_ACTIVITY_
Every line below that holds "lake" must be copied.

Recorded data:
##############################

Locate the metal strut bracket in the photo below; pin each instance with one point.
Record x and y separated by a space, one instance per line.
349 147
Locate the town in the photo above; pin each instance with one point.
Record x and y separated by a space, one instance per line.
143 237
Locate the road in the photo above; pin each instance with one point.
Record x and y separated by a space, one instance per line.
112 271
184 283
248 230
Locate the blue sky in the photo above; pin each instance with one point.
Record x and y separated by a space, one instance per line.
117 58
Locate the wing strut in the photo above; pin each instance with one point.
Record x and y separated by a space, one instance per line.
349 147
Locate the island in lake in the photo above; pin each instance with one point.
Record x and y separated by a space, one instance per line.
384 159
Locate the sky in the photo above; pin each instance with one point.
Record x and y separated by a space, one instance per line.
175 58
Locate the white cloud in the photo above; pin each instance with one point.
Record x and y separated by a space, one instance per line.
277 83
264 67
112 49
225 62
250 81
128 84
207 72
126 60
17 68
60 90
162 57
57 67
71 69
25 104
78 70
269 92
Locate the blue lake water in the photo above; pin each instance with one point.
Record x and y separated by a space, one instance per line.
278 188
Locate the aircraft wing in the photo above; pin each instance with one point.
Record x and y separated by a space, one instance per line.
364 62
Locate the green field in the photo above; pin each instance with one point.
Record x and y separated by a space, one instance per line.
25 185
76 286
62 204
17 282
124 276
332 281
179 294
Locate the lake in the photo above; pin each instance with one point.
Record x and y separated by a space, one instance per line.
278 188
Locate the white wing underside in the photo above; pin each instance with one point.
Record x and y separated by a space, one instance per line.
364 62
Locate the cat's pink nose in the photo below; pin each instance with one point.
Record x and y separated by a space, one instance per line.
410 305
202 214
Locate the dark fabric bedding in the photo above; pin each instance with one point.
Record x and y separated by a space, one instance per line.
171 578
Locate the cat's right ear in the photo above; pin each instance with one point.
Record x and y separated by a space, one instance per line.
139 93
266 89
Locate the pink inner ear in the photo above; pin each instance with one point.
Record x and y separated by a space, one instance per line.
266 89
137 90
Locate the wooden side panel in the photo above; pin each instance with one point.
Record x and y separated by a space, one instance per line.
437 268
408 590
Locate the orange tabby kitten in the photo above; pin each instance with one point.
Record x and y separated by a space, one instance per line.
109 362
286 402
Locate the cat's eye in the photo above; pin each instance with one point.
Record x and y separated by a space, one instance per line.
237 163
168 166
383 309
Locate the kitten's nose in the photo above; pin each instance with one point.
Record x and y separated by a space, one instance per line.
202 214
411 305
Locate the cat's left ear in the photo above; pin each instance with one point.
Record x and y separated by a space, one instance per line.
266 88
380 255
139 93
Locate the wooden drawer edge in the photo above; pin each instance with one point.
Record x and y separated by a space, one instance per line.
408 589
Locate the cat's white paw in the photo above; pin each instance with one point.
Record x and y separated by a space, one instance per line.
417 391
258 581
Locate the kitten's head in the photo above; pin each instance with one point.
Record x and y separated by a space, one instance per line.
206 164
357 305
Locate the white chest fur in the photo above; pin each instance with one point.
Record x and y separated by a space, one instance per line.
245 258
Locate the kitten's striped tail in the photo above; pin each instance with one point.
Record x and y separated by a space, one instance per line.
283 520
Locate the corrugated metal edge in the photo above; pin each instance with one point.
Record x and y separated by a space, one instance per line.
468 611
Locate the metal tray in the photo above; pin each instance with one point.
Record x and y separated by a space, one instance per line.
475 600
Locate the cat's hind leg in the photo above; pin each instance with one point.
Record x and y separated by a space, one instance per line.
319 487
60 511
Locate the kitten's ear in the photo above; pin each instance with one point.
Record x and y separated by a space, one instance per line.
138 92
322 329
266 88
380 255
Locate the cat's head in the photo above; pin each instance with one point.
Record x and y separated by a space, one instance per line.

##############################

_WRITTEN SOLUTION_
Locate the island in lake in the photo above; pin each instance with one point.
Locate the blue lake water in the photo above; pin each instance with one point.
Locate the lake in the photo above; pin each instance with one point.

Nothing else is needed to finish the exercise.